EXERCISE GOAL
Reproduce every one of the following records without changing anything.

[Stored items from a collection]

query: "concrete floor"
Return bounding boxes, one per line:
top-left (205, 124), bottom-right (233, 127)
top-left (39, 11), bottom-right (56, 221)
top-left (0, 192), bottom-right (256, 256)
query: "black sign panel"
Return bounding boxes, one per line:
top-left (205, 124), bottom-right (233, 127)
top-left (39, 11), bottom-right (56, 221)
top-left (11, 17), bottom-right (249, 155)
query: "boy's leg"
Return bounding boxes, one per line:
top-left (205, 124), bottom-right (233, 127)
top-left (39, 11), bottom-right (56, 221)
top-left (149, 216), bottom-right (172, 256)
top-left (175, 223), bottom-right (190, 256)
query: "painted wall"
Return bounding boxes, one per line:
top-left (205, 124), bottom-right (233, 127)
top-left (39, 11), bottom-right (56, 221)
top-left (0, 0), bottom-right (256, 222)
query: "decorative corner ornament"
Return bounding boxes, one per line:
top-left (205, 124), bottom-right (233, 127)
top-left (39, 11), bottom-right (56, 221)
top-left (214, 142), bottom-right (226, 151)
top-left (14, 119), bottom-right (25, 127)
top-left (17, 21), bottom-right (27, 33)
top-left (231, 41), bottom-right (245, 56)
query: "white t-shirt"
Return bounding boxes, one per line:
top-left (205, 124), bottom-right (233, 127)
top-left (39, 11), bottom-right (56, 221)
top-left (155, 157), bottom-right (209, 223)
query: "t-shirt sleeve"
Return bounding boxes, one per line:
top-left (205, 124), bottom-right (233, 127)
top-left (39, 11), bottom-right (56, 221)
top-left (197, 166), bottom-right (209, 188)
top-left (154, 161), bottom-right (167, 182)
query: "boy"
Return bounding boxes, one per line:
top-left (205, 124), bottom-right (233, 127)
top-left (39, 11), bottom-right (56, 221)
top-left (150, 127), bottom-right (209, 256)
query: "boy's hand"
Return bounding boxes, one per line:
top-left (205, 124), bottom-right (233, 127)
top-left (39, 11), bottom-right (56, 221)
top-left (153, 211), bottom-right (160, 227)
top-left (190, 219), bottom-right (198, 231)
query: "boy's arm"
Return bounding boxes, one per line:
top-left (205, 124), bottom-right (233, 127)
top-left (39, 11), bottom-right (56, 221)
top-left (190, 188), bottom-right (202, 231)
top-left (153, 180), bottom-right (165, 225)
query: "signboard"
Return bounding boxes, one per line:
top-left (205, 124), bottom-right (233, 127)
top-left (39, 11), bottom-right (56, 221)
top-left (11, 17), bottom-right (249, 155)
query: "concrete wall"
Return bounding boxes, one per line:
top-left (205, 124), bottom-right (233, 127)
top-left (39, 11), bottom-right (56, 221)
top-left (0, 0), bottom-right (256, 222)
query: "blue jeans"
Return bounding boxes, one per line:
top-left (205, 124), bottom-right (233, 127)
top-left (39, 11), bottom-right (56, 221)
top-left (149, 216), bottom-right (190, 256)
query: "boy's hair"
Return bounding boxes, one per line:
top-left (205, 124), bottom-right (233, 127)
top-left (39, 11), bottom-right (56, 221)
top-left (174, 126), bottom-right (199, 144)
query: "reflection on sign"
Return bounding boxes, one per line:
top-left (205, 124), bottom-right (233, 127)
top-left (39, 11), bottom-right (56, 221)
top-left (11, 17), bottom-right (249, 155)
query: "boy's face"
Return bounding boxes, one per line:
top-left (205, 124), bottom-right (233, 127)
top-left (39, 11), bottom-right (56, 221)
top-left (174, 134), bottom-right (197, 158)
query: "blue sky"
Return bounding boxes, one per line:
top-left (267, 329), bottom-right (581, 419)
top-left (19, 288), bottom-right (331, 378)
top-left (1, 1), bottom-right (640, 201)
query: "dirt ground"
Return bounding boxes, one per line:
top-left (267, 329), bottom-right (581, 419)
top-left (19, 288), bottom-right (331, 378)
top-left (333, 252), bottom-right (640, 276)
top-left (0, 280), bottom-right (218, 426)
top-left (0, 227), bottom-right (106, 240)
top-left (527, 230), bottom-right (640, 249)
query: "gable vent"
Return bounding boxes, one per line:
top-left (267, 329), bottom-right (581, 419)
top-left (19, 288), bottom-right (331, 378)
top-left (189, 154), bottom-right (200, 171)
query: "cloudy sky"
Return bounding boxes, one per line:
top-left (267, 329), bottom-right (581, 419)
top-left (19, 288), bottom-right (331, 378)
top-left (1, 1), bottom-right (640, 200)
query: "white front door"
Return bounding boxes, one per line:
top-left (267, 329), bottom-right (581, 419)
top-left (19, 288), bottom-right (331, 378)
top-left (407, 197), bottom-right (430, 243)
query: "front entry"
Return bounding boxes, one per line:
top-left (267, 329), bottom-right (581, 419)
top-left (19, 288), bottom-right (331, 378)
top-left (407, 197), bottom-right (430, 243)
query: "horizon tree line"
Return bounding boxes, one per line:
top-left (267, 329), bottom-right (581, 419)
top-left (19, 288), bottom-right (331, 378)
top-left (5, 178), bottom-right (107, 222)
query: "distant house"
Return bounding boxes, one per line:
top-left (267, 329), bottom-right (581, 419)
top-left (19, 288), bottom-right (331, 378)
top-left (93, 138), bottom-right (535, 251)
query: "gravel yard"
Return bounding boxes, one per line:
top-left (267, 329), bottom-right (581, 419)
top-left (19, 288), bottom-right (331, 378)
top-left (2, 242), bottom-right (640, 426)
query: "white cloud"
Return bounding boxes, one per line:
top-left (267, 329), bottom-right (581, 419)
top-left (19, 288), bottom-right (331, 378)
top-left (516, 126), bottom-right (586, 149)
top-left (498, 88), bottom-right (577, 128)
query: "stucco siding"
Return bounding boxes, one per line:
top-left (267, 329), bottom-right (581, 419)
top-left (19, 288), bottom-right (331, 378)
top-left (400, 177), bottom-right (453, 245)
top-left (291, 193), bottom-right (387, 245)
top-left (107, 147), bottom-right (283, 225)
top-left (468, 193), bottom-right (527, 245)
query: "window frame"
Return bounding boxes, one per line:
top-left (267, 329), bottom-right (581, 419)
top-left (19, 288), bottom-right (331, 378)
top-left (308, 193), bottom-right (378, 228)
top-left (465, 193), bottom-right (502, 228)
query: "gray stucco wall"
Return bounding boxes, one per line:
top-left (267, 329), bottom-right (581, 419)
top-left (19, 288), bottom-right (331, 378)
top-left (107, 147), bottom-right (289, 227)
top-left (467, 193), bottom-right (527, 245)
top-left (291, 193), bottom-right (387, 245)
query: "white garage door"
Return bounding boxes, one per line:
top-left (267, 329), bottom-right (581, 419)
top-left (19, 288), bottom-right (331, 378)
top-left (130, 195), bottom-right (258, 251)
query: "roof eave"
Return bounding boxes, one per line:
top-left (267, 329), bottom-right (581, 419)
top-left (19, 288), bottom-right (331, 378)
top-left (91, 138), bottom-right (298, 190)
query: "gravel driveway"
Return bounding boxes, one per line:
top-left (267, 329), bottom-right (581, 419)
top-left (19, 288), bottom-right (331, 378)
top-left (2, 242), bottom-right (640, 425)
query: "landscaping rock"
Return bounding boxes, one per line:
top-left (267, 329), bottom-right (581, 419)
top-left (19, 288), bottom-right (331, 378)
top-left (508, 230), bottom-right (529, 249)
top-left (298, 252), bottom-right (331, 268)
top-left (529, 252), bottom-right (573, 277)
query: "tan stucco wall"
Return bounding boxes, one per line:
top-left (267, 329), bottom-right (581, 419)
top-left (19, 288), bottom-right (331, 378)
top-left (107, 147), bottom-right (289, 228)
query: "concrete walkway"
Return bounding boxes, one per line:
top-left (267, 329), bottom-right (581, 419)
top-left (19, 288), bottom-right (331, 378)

EXPECTED ANSWER
query: "concrete floor"
Return bounding boxes, one per line:
top-left (205, 124), bottom-right (233, 127)
top-left (39, 11), bottom-right (56, 221)
top-left (0, 192), bottom-right (256, 256)
query: "black sign panel"
Return bounding boxes, one per line:
top-left (205, 124), bottom-right (233, 127)
top-left (39, 11), bottom-right (56, 221)
top-left (11, 17), bottom-right (249, 155)
query: "boy's leg"
Return bounding boxes, one per line:
top-left (205, 124), bottom-right (233, 127)
top-left (39, 11), bottom-right (56, 221)
top-left (149, 216), bottom-right (172, 256)
top-left (175, 223), bottom-right (190, 256)
query: "painted wall"
Return bounding boxes, one per line:
top-left (205, 124), bottom-right (233, 127)
top-left (39, 11), bottom-right (56, 221)
top-left (0, 0), bottom-right (256, 222)
query: "decorative corner ornament"
Return bounding boxes, one per line:
top-left (205, 124), bottom-right (233, 127)
top-left (39, 11), bottom-right (56, 221)
top-left (214, 142), bottom-right (226, 151)
top-left (14, 119), bottom-right (25, 127)
top-left (17, 21), bottom-right (27, 33)
top-left (231, 41), bottom-right (245, 56)
query: "white t-shirt"
Return bounding boxes, one per line:
top-left (205, 124), bottom-right (233, 127)
top-left (39, 11), bottom-right (56, 221)
top-left (155, 157), bottom-right (209, 223)
query: "t-shirt sleeve"
Return bounding boxes, one per line:
top-left (205, 124), bottom-right (233, 127)
top-left (39, 11), bottom-right (56, 221)
top-left (197, 166), bottom-right (209, 188)
top-left (154, 161), bottom-right (167, 182)
query: "boy"
Return bounding boxes, one per line:
top-left (205, 124), bottom-right (233, 127)
top-left (39, 11), bottom-right (56, 221)
top-left (150, 127), bottom-right (209, 256)
query: "boy's hand"
Return bounding boxes, one per line:
top-left (205, 124), bottom-right (233, 127)
top-left (39, 11), bottom-right (56, 221)
top-left (153, 211), bottom-right (160, 227)
top-left (190, 219), bottom-right (198, 231)
query: "boy's arm"
Return bounding boxes, one per line:
top-left (205, 124), bottom-right (233, 127)
top-left (39, 11), bottom-right (56, 221)
top-left (190, 188), bottom-right (202, 231)
top-left (153, 180), bottom-right (165, 225)
query: "signboard"
Return bounding boxes, one per line:
top-left (205, 124), bottom-right (233, 127)
top-left (39, 11), bottom-right (56, 221)
top-left (11, 17), bottom-right (249, 155)
query: "concrete wall"
Return bounding boxes, one per line:
top-left (205, 124), bottom-right (233, 127)
top-left (39, 11), bottom-right (56, 221)
top-left (0, 0), bottom-right (256, 222)
query: "blue jeans"
Return bounding boxes, one per line:
top-left (205, 124), bottom-right (233, 127)
top-left (39, 11), bottom-right (56, 221)
top-left (149, 216), bottom-right (190, 256)
query: "boy's hair"
Return bounding boxes, one per line:
top-left (205, 124), bottom-right (233, 127)
top-left (39, 11), bottom-right (56, 221)
top-left (174, 126), bottom-right (199, 144)
query: "reflection on sign"
Return bounding boxes, one per line:
top-left (205, 124), bottom-right (233, 127)
top-left (39, 11), bottom-right (56, 221)
top-left (11, 17), bottom-right (249, 155)
query: "boy's face"
Return bounding boxes, one per line:
top-left (205, 124), bottom-right (233, 127)
top-left (39, 11), bottom-right (56, 221)
top-left (174, 134), bottom-right (197, 158)
query: "blue sky"
Return bounding boxes, one per line:
top-left (267, 329), bottom-right (581, 419)
top-left (19, 288), bottom-right (331, 378)
top-left (1, 1), bottom-right (640, 201)
query: "dirt ground"
Return bounding boxes, one per line:
top-left (267, 329), bottom-right (581, 419)
top-left (19, 288), bottom-right (331, 378)
top-left (333, 252), bottom-right (640, 276)
top-left (0, 280), bottom-right (218, 426)
top-left (0, 227), bottom-right (106, 240)
top-left (527, 230), bottom-right (640, 249)
query: "gable vent"
Return bounding boxes, one per line:
top-left (267, 329), bottom-right (581, 419)
top-left (19, 288), bottom-right (331, 378)
top-left (189, 154), bottom-right (200, 171)
query: "cloudy sky"
Return bounding boxes, one per line:
top-left (267, 329), bottom-right (581, 419)
top-left (19, 288), bottom-right (331, 378)
top-left (1, 1), bottom-right (640, 200)
query: "white front door"
Return bounding boxes, one per line:
top-left (267, 329), bottom-right (581, 419)
top-left (19, 288), bottom-right (331, 378)
top-left (407, 197), bottom-right (430, 243)
query: "front entry"
Return bounding boxes, one per line:
top-left (267, 329), bottom-right (581, 419)
top-left (19, 288), bottom-right (331, 378)
top-left (407, 197), bottom-right (430, 243)
query: "horizon tree line"
Return bounding boxes, one per line:
top-left (267, 329), bottom-right (581, 419)
top-left (19, 288), bottom-right (331, 378)
top-left (5, 178), bottom-right (107, 222)
query: "distant house"
Return bounding boxes, one per line:
top-left (267, 329), bottom-right (581, 419)
top-left (19, 288), bottom-right (331, 378)
top-left (93, 138), bottom-right (535, 251)
query: "gravel yard"
Return bounding boxes, one per line:
top-left (267, 329), bottom-right (581, 419)
top-left (19, 288), bottom-right (331, 378)
top-left (2, 242), bottom-right (640, 426)
query: "white cloud"
Return bounding boxes, one per line:
top-left (267, 329), bottom-right (581, 419)
top-left (19, 288), bottom-right (331, 378)
top-left (516, 126), bottom-right (586, 149)
top-left (498, 88), bottom-right (577, 128)
query: "stucco siding"
Return bounding boxes, one per line:
top-left (267, 329), bottom-right (581, 419)
top-left (19, 288), bottom-right (331, 378)
top-left (400, 177), bottom-right (453, 245)
top-left (291, 193), bottom-right (387, 245)
top-left (107, 147), bottom-right (283, 225)
top-left (468, 193), bottom-right (527, 245)
query: "window frame"
Return bounding boxes, one per line:
top-left (267, 329), bottom-right (581, 419)
top-left (19, 288), bottom-right (331, 378)
top-left (308, 193), bottom-right (378, 228)
top-left (465, 193), bottom-right (502, 228)
query: "gray stucco wall"
Return bounding boxes, one per line:
top-left (267, 329), bottom-right (581, 419)
top-left (19, 288), bottom-right (331, 378)
top-left (107, 147), bottom-right (289, 227)
top-left (467, 193), bottom-right (527, 245)
top-left (291, 193), bottom-right (387, 245)
query: "white garage door"
Return bounding boxes, one per line:
top-left (267, 329), bottom-right (581, 419)
top-left (19, 288), bottom-right (331, 378)
top-left (130, 195), bottom-right (258, 251)
query: "roof eave"
Return bounding boxes, one per line:
top-left (267, 329), bottom-right (581, 419)
top-left (19, 288), bottom-right (331, 378)
top-left (91, 138), bottom-right (298, 190)
query: "gravel driveway"
Return bounding boxes, one per line:
top-left (267, 329), bottom-right (581, 419)
top-left (19, 288), bottom-right (331, 378)
top-left (2, 242), bottom-right (640, 425)
query: "landscaping rock"
Return bounding boxes, one per line:
top-left (267, 329), bottom-right (581, 419)
top-left (19, 288), bottom-right (331, 378)
top-left (508, 230), bottom-right (529, 249)
top-left (298, 252), bottom-right (331, 268)
top-left (529, 252), bottom-right (573, 277)
query: "tan stucco wall"
Return bounding boxes, one per line:
top-left (267, 329), bottom-right (581, 419)
top-left (19, 288), bottom-right (331, 378)
top-left (107, 147), bottom-right (289, 228)
query: "concrete walkway"
Return bounding boxes, one per line:
top-left (267, 329), bottom-right (581, 419)
top-left (19, 288), bottom-right (331, 378)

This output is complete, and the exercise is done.